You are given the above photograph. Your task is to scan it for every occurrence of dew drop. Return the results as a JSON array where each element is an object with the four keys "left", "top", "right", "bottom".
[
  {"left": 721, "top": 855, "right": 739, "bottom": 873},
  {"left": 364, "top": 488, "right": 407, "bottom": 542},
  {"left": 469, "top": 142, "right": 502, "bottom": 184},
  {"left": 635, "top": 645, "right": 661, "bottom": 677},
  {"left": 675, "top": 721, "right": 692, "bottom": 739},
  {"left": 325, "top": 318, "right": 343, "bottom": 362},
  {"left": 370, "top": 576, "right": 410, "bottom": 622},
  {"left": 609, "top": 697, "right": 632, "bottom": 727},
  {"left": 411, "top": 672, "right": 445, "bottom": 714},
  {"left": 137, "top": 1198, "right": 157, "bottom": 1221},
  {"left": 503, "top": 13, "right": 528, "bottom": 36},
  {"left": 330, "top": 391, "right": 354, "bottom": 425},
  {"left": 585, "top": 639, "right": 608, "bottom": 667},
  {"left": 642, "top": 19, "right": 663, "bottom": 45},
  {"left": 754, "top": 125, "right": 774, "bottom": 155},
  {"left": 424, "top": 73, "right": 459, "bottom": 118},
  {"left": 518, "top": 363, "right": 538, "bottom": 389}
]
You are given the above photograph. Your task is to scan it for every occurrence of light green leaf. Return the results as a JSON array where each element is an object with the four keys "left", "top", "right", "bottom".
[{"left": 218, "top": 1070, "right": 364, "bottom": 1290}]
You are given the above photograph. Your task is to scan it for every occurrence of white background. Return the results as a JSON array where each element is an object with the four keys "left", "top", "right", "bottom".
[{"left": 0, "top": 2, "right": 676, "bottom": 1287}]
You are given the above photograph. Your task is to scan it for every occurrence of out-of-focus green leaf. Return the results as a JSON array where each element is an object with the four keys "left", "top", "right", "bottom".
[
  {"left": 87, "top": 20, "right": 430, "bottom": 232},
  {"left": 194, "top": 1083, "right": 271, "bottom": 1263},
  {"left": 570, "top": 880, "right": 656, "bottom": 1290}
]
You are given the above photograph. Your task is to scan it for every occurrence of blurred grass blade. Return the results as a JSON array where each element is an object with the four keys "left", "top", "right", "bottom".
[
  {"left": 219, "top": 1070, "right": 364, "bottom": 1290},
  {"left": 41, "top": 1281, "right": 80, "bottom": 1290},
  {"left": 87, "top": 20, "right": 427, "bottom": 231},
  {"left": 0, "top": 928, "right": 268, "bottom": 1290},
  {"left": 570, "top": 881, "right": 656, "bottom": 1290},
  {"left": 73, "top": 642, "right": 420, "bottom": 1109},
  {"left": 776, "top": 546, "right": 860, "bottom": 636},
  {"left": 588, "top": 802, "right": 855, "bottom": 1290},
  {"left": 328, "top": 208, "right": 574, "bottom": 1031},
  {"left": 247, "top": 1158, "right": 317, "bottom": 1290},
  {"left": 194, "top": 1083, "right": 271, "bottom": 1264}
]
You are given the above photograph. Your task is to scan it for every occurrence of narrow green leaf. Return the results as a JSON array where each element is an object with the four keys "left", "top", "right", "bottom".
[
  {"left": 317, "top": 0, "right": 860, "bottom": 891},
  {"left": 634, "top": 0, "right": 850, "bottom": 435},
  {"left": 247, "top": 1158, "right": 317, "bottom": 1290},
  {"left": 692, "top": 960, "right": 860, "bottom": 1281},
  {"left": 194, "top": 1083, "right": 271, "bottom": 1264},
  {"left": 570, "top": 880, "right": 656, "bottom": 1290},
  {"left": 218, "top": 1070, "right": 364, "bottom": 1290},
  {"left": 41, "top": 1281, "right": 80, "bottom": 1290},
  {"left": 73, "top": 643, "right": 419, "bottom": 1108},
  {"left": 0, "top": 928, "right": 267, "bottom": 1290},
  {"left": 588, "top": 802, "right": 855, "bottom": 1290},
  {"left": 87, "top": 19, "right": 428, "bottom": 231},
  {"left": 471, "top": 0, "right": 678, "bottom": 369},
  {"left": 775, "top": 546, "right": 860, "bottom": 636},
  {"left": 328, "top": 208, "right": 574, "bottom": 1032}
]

○ ○ ○

→ WORK ITEM: Reproduce the entries above in full and exactly.

→ RESPONSE TO THE EXERCISE:
You are given the above photograph. Your task is to scan it for every occurrence of dew drop. Return the results as a JSON array where each element is an object with the four keys "left", "top", "right", "bottom".
[
  {"left": 721, "top": 855, "right": 739, "bottom": 873},
  {"left": 364, "top": 488, "right": 407, "bottom": 542},
  {"left": 469, "top": 142, "right": 502, "bottom": 184},
  {"left": 635, "top": 645, "right": 661, "bottom": 677},
  {"left": 675, "top": 721, "right": 692, "bottom": 739},
  {"left": 325, "top": 318, "right": 343, "bottom": 362},
  {"left": 370, "top": 576, "right": 410, "bottom": 622},
  {"left": 609, "top": 697, "right": 632, "bottom": 727},
  {"left": 411, "top": 672, "right": 445, "bottom": 714},
  {"left": 137, "top": 1198, "right": 157, "bottom": 1221},
  {"left": 503, "top": 13, "right": 528, "bottom": 36},
  {"left": 330, "top": 391, "right": 354, "bottom": 425},
  {"left": 585, "top": 639, "right": 608, "bottom": 667},
  {"left": 642, "top": 19, "right": 663, "bottom": 45},
  {"left": 754, "top": 125, "right": 774, "bottom": 155},
  {"left": 424, "top": 73, "right": 459, "bottom": 118},
  {"left": 518, "top": 363, "right": 538, "bottom": 389}
]
You are given the above photograph. Your task is to scan it for every occurrence of light green leaf. Return the results as a JSON array where each element is an object with the four keys "left", "top", "right", "bottom".
[{"left": 218, "top": 1070, "right": 364, "bottom": 1290}]
You are given the above photograph. Your task is to scan it for every occurrence of white background. Return the results as a JSON array where each element is an object with the four keys "left", "top", "right", "bottom".
[{"left": 0, "top": 2, "right": 676, "bottom": 1287}]
You are given the above photograph. Your task is to scan it for every occurrence of out-of-focus green leaf. Return the results as a JSON array where each element is an object with the four keys "left", "top", "right", "bottom".
[
  {"left": 87, "top": 20, "right": 430, "bottom": 232},
  {"left": 194, "top": 1083, "right": 271, "bottom": 1263},
  {"left": 570, "top": 880, "right": 656, "bottom": 1290}
]
You are given the above photograph. Your task is to scan it for every occurrence of blurred grass blade. Return the results as a JSON array where each element is an object with the four keys "left", "top", "right", "bottom".
[
  {"left": 219, "top": 1070, "right": 364, "bottom": 1290},
  {"left": 41, "top": 1281, "right": 80, "bottom": 1290},
  {"left": 87, "top": 20, "right": 427, "bottom": 231},
  {"left": 0, "top": 928, "right": 268, "bottom": 1290},
  {"left": 570, "top": 881, "right": 656, "bottom": 1290},
  {"left": 73, "top": 642, "right": 420, "bottom": 1109},
  {"left": 776, "top": 546, "right": 860, "bottom": 636},
  {"left": 588, "top": 802, "right": 855, "bottom": 1290},
  {"left": 328, "top": 208, "right": 574, "bottom": 1031},
  {"left": 247, "top": 1158, "right": 317, "bottom": 1290},
  {"left": 194, "top": 1083, "right": 271, "bottom": 1264}
]
You are given the above photograph. Your task is to scan it for every occurrence of narrow green leaf. Return the results as a JSON array where each element is an object with the four keys "left", "top", "right", "bottom".
[
  {"left": 317, "top": 0, "right": 860, "bottom": 891},
  {"left": 634, "top": 0, "right": 850, "bottom": 435},
  {"left": 247, "top": 1158, "right": 317, "bottom": 1290},
  {"left": 692, "top": 960, "right": 860, "bottom": 1281},
  {"left": 194, "top": 1083, "right": 271, "bottom": 1264},
  {"left": 570, "top": 880, "right": 656, "bottom": 1290},
  {"left": 218, "top": 1070, "right": 364, "bottom": 1290},
  {"left": 41, "top": 1281, "right": 80, "bottom": 1290},
  {"left": 73, "top": 643, "right": 419, "bottom": 1108},
  {"left": 0, "top": 928, "right": 267, "bottom": 1290},
  {"left": 588, "top": 802, "right": 855, "bottom": 1290},
  {"left": 87, "top": 19, "right": 428, "bottom": 231},
  {"left": 471, "top": 0, "right": 678, "bottom": 369},
  {"left": 775, "top": 546, "right": 860, "bottom": 636},
  {"left": 328, "top": 208, "right": 574, "bottom": 1032}
]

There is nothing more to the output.